Source material:

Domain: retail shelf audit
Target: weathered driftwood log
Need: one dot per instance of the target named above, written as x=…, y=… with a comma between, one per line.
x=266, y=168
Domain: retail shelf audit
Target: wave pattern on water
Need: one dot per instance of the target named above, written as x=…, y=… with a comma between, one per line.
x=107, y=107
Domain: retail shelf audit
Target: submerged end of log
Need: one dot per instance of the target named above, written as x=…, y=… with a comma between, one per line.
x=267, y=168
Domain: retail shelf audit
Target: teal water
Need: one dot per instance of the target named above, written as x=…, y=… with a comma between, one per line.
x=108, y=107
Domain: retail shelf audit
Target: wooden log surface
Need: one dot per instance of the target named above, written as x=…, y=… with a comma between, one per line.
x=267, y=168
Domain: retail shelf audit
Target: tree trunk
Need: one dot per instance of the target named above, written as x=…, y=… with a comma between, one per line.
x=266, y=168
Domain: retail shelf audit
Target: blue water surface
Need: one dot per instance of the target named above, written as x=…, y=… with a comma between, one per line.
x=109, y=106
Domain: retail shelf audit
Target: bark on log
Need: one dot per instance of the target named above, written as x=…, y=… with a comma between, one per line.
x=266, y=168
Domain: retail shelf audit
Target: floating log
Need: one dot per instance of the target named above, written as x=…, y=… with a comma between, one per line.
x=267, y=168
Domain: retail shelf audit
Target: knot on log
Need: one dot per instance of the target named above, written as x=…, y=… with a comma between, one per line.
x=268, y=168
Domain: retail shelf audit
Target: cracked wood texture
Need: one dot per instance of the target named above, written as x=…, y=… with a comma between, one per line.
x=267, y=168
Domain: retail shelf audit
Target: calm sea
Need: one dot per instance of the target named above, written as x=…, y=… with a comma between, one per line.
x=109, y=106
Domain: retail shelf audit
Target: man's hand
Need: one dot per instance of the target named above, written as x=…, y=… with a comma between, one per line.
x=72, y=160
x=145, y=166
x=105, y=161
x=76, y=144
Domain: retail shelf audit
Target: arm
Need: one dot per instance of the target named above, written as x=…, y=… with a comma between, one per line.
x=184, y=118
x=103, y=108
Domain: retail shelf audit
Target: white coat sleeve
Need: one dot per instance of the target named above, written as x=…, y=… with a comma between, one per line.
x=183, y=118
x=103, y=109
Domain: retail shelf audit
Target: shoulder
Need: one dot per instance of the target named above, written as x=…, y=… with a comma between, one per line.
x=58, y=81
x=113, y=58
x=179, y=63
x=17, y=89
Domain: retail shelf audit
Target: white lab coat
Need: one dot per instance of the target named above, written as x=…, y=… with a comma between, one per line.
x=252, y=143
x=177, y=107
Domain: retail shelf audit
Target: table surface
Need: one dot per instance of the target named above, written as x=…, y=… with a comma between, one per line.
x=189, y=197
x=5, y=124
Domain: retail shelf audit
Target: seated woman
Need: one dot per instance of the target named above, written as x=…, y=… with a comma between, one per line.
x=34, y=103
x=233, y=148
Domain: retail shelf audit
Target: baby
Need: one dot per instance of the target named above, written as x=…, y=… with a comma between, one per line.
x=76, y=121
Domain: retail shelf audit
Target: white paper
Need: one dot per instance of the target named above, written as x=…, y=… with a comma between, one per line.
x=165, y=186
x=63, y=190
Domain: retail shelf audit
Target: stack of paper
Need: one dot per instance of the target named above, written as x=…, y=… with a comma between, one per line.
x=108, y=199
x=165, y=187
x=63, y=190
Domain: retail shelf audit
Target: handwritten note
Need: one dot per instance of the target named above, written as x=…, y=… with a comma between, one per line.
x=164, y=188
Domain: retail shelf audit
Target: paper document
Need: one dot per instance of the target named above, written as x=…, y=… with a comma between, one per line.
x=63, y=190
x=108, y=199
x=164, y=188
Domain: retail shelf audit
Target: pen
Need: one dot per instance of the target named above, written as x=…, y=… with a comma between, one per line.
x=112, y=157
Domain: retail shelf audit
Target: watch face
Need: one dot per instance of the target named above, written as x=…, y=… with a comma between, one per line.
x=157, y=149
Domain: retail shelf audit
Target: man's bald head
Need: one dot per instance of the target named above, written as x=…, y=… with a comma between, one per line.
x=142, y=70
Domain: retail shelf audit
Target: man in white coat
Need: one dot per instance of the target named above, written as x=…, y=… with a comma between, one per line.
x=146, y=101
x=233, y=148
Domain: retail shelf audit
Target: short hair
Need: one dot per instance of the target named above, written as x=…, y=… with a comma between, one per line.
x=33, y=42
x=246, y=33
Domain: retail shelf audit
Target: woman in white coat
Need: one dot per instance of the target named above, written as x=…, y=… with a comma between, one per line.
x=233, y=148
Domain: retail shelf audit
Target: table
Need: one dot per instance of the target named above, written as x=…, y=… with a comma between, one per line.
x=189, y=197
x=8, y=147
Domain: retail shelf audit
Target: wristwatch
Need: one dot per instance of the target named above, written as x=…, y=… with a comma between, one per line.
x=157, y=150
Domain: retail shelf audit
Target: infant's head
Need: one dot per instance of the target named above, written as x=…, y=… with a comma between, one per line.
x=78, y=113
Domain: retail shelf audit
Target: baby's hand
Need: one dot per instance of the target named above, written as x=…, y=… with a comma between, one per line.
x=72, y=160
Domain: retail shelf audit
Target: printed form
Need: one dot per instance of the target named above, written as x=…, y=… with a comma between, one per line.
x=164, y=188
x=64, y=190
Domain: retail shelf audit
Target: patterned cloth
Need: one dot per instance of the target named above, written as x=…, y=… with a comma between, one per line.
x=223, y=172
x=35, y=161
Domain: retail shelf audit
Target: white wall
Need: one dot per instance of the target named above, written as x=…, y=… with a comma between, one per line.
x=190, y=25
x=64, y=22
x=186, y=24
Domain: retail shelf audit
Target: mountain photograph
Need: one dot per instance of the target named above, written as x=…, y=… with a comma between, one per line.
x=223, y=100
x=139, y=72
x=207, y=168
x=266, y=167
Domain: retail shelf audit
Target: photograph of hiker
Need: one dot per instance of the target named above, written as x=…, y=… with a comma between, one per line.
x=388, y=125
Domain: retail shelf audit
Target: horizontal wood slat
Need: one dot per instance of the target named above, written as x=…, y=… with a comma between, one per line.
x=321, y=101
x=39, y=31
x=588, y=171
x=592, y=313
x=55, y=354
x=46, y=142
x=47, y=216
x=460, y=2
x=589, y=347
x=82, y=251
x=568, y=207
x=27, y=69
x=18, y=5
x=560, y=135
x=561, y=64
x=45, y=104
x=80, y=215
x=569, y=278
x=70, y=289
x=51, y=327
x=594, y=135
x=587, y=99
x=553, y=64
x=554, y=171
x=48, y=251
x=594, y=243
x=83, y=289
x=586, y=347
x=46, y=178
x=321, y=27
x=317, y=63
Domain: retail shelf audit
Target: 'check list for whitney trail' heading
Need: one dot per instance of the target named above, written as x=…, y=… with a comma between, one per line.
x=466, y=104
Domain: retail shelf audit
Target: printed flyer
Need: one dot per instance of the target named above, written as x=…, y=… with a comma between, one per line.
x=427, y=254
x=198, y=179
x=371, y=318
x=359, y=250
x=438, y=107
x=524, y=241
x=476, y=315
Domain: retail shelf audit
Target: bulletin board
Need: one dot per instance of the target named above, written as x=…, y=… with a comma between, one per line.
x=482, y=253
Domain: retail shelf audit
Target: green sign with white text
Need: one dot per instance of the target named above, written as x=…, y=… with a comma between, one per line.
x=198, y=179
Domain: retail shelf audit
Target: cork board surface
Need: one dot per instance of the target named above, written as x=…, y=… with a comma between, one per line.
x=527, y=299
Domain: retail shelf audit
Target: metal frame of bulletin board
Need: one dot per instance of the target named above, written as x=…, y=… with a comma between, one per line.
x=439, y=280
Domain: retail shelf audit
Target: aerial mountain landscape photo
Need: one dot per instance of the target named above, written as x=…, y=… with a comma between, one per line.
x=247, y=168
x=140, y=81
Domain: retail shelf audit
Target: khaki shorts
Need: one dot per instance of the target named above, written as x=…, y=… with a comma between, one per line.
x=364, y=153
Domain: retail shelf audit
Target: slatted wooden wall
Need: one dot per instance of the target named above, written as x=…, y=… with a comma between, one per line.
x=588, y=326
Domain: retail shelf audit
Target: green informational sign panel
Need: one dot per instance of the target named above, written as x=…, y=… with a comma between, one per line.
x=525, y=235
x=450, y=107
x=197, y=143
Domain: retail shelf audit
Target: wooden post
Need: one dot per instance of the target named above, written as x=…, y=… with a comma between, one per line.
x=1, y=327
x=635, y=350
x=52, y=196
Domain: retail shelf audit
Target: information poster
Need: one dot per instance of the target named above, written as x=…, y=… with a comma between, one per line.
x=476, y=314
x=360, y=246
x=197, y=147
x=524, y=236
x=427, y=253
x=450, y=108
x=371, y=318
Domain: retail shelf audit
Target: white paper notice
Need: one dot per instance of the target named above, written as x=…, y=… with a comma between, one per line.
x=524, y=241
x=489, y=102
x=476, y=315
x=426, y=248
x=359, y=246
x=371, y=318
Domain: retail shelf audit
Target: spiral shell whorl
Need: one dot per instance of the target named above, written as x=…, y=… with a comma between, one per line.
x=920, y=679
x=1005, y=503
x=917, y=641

What you have to do: Convert the lines from the first one through the line containing "x=107, y=107" into a two-column CSV with the headers input and output. Make one row per answer, with the text leading up to that answer in input and the answer in output, and put each field in quotes with line breaks replaced by spaces.

Worked answer:
input,output
"Domain: retail shelf audit Target: weathered driftwood log Need: one dot per instance of the target named above, written as x=…, y=… with a comma between, one per line.","x=266, y=168"
"Domain: retail shelf audit Target: wave pattern on water Need: one dot per instance of the target named above, written as x=…, y=… with a comma between, one per line.","x=107, y=107"